__Directions for this task__. Return all the data below as it stands, minus the pictures.

__Available data__.
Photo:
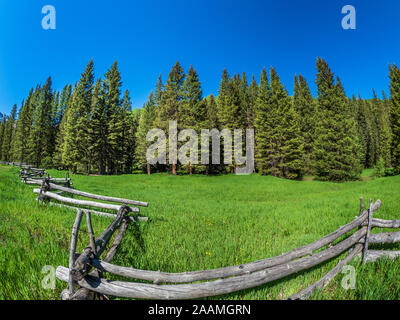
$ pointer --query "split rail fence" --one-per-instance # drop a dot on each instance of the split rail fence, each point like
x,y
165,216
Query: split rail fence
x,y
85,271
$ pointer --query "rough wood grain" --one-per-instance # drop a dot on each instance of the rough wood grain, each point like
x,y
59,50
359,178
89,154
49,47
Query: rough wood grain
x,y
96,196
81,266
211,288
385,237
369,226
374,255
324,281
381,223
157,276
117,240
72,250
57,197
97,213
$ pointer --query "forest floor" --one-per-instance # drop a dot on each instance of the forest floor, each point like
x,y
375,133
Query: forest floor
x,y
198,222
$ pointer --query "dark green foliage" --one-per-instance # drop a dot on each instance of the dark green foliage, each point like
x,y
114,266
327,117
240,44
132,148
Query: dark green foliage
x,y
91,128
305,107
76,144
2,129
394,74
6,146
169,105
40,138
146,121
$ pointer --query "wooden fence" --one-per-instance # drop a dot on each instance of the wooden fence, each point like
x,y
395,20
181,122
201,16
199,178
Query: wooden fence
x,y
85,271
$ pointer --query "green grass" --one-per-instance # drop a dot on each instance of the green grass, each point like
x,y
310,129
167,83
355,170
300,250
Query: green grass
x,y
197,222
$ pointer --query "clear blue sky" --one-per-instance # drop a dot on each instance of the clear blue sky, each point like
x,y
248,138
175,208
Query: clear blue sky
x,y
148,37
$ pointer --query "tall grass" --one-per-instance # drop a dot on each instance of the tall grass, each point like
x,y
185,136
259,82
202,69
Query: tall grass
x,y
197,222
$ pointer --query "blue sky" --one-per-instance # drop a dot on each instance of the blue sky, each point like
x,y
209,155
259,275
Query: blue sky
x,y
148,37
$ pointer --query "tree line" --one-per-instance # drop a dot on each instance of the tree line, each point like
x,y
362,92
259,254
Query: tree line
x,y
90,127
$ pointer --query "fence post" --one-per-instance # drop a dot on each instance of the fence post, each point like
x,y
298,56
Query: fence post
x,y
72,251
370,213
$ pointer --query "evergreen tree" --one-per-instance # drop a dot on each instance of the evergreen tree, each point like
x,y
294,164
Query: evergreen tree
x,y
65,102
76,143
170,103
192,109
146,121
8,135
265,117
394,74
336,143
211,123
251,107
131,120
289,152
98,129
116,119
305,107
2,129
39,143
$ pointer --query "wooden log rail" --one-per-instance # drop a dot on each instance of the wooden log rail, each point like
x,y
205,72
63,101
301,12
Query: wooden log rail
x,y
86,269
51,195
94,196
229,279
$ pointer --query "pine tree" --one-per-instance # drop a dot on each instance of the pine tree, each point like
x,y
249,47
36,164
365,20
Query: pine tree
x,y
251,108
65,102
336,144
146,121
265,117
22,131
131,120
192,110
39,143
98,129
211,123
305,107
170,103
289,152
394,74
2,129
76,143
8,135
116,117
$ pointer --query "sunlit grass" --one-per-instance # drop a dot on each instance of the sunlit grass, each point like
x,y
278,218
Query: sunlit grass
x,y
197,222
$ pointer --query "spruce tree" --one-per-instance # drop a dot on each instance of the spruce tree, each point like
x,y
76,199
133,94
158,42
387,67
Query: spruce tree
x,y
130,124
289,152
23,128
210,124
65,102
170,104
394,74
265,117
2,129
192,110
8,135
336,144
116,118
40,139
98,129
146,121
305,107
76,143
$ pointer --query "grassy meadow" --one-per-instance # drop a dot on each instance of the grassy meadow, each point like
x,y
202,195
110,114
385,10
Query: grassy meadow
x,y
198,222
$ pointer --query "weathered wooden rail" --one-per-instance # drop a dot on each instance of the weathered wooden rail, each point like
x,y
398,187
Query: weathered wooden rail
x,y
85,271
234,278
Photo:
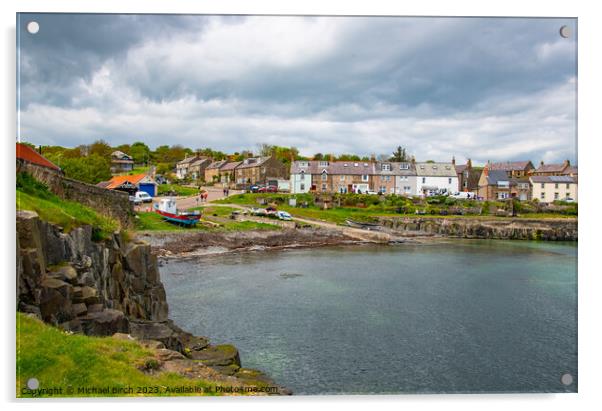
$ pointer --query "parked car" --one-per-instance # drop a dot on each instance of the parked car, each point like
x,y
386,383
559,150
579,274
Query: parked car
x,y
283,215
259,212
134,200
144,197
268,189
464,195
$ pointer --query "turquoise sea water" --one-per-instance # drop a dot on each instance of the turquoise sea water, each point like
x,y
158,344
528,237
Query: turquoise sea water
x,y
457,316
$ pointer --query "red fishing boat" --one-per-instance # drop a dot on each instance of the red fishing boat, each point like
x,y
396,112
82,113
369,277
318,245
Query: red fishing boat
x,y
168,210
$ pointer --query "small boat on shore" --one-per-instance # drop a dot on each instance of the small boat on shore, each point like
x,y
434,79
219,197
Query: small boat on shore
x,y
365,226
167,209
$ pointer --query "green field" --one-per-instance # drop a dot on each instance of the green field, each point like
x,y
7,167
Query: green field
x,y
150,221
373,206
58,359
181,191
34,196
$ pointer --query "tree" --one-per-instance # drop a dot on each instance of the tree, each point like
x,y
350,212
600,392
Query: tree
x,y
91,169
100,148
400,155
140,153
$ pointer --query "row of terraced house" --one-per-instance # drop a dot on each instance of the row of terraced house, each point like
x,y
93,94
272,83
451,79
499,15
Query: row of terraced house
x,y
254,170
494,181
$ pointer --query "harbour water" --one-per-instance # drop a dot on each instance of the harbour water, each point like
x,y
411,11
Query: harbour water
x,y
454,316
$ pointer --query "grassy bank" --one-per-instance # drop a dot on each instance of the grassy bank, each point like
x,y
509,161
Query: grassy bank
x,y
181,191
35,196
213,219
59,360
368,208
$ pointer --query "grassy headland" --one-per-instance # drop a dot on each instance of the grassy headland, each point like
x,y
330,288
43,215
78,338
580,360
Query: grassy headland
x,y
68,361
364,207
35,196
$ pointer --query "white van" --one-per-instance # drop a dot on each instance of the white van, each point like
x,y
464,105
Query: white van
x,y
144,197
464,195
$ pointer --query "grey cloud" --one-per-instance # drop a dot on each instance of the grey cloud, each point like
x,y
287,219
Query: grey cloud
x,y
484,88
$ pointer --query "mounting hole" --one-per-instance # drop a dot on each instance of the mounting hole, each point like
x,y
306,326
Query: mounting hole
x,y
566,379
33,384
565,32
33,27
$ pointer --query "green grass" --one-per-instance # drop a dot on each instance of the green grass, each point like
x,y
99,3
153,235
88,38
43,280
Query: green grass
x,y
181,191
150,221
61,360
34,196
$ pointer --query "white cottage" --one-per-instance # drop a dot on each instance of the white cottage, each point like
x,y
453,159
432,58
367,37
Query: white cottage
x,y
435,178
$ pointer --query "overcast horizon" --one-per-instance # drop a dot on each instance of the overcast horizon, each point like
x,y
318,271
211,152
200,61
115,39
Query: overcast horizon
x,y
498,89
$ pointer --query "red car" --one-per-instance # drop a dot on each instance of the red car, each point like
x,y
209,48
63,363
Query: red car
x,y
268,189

__Solution to this task__.
Photo:
$ pointer --query "split rail fence" --one-per-instance # drop a dot on each instance of the split rail fence, each point like
x,y
165,216
Query: split rail fence
x,y
85,271
$ pointer --query "rough wood grain" --one-per-instance # drop a dot on each instance of the rough wood grain, each point like
x,y
59,50
359,178
89,154
49,47
Query: rough wood grain
x,y
96,196
81,266
211,288
385,237
369,226
374,255
324,281
381,223
157,276
117,240
72,250
57,197
97,213
$ pointer --query "forest floor" --one-per-instance # drop a dot on each instance of the forest floor, each point like
x,y
375,133
Query: forest floor
x,y
198,222
$ pointer --query "dark green foliage" --one-per-instance # drop a dot on each instance of the dark green foliage, each point like
x,y
114,266
327,117
240,44
132,148
Query: dark green foliage
x,y
91,128
305,107
76,144
2,129
394,74
6,146
169,105
40,138
146,121
$ pointer --query "wooden fence" --one-per-instance # drop a dot on each instance of the wooden fence, each point like
x,y
395,20
181,122
201,16
199,178
Query: wooden fence
x,y
85,271
$ pointer --query "green grass" --one-per-instance # drop a dot on each instance of the green grass, each point like
x,y
310,129
167,83
355,170
300,250
Query: green grass
x,y
197,222
$ pointer --query "clear blue sky" --one-per-instance # drop a dot on each instance of the clear blue sky, each point like
x,y
248,138
175,208
Query: clear blue sky
x,y
148,37
$ pointer --query "tall grass" --one-per-instance # drop a dot on each instance of the tall grass, each point like
x,y
185,136
259,82
202,69
Query: tall grass
x,y
197,222
$ pointer --query "blue sky" --one-per-instance # drop a dot on each instance of the blue sky, each point like
x,y
209,155
259,275
Query: blue sky
x,y
148,37
$ pointer --query "tree line" --one-per-instance # drop a dot on each instance of the tree line, each point like
x,y
362,92
259,254
Query: tree line
x,y
90,127
$ pointer --query "fence post" --one-per-instance # drop a dot on each instance of the fence post, each point like
x,y
298,56
Query: fence post
x,y
72,251
370,213
$ pointer --query "evergreen tree" --one-per-instance # drop a dot on each instance of the evergreen tree, each point like
x,y
294,164
Query: evergreen tree
x,y
65,102
76,143
170,103
192,109
146,121
8,135
265,117
394,74
336,143
211,123
251,107
131,120
289,152
98,129
116,119
305,107
2,129
39,143
$ pointer --query "wooden log rail" --one-per-instance # drop a dot on each instance of the wooden log rail, each point like
x,y
205,72
63,101
301,12
Query: wooden log rail
x,y
86,269
51,195
94,196
229,279
$ pointer --query "pine tree" --one-per-instance # drop a dot on each instance of the pine tree, each point like
x,y
249,47
36,164
365,20
Query: pine tree
x,y
251,108
65,102
336,144
146,121
265,117
22,131
131,120
192,110
39,143
98,129
211,123
305,107
170,103
289,152
394,74
2,129
76,143
8,135
116,117
$ pointer --query "sunlit grass" --one-per-instance # drop a dot on each instance of the sunlit grass, each point like
x,y
278,218
Query: sunlit grass
x,y
197,222
$ pointer --query "spruce tree" --one-per-instance # drop a dot on each instance of the spruce tree, each point like
x,y
76,199
133,94
158,42
387,67
Query: spruce tree
x,y
130,124
289,152
23,128
210,124
65,102
170,104
394,74
265,117
2,129
192,110
8,135
336,144
116,118
40,139
98,129
146,121
305,107
76,143
$ pointer --query "grassy meadow" --one-per-instance # drop a dot on each instance of the grassy meadow, each point like
x,y
202,195
110,114
385,10
Query: grassy meadow
x,y
198,222
$ pointer --query "weathered wooden rail" --one-per-instance # drop a dot on each instance of the weathered wooden rail, each point like
x,y
398,187
Query: weathered wooden rail
x,y
85,271
234,278
Photo:
$ pointer --query "parked car" --one-per-instance # drop a dot on each instance of the parked car, each point like
x,y
386,383
559,150
579,274
Query: parked car
x,y
283,215
259,212
134,200
144,197
268,189
464,195
$ pointer --query "turquoise sea water" --one-per-instance # drop a dot on each instance of the turquoise sea water, each point like
x,y
158,344
528,237
Query: turquoise sea water
x,y
457,316
$ pointer --query "red fishing boat" --one-per-instance # drop a dot on each instance of the red fishing boat, each point like
x,y
396,112
82,113
369,277
318,245
Query: red fishing boat
x,y
168,210
$ pointer --query "small boat on shore" --one-per-instance # drop a dot on each instance of the small boat on shore, each point like
x,y
434,79
219,197
Query: small boat on shore
x,y
365,226
167,209
$ pointer --query "green field" --one-per-instance # drop a dot on each instance of the green field, each point like
x,y
7,167
Query: green field
x,y
150,221
373,206
58,359
181,191
34,196
$ pointer --query "tree" --one-per-instance # drop a dot on each instance of the tree, each point like
x,y
350,212
600,392
Query: tree
x,y
91,169
100,148
400,155
140,153
$ pointer --query "row of terraced house" --one-per-instance # drop a dot on each instance of the row of terraced house, each point like
x,y
93,94
272,83
451,79
499,15
Query: row of terraced house
x,y
254,170
494,181
$ pointer --query "harbour water" --one-per-instance # drop a dot on each instance of the harbour water, each point like
x,y
411,11
Query: harbour water
x,y
454,316
$ pointer --query "grassy bank" --one-per-instance # drop a dot on each instance of the grassy bank, each point like
x,y
509,161
Query: grassy bank
x,y
181,191
35,196
213,219
59,360
368,208
$ pointer --query "grassy headland" --one-per-instance # drop a dot on each instance of the grassy headland, each point like
x,y
330,288
43,215
78,338
580,360
Query: grassy headland
x,y
68,361
364,207
35,196
$ pointer --query "white van" --one-per-instance # drop a dot on each instance of the white van, each point like
x,y
464,105
Query: white van
x,y
144,197
464,195
$ pointer --query "grey cloud" --one-per-instance # drop a dot on each instance of the grey cloud, each point like
x,y
287,219
Query: grey cloud
x,y
484,88
$ pointer --query "mounting hole" --one-per-instance # drop a dot on each instance of the mounting hole, each point like
x,y
306,326
Query: mounting hole
x,y
566,379
33,384
565,32
33,27
$ pointer --query "green grass" --one-per-instance # drop a dot on each instance of the green grass, each point like
x,y
99,3
153,235
88,38
43,280
Query: green grass
x,y
181,191
150,221
61,360
34,196
$ pointer --query "white cottage" --one-per-instance # drop a dot on each instance of the white cottage, each point like
x,y
453,159
432,58
367,37
Query: white cottage
x,y
435,178
$ pointer --query "overcast horizon" --one-per-instance # drop a dot on each instance of the overcast horizon, each point like
x,y
318,271
211,152
200,61
115,39
Query: overcast horizon
x,y
498,89
$ pointer --query "red car" --one-per-instance # drop a dot on each instance of the red car, each point like
x,y
209,48
63,363
Query: red car
x,y
268,189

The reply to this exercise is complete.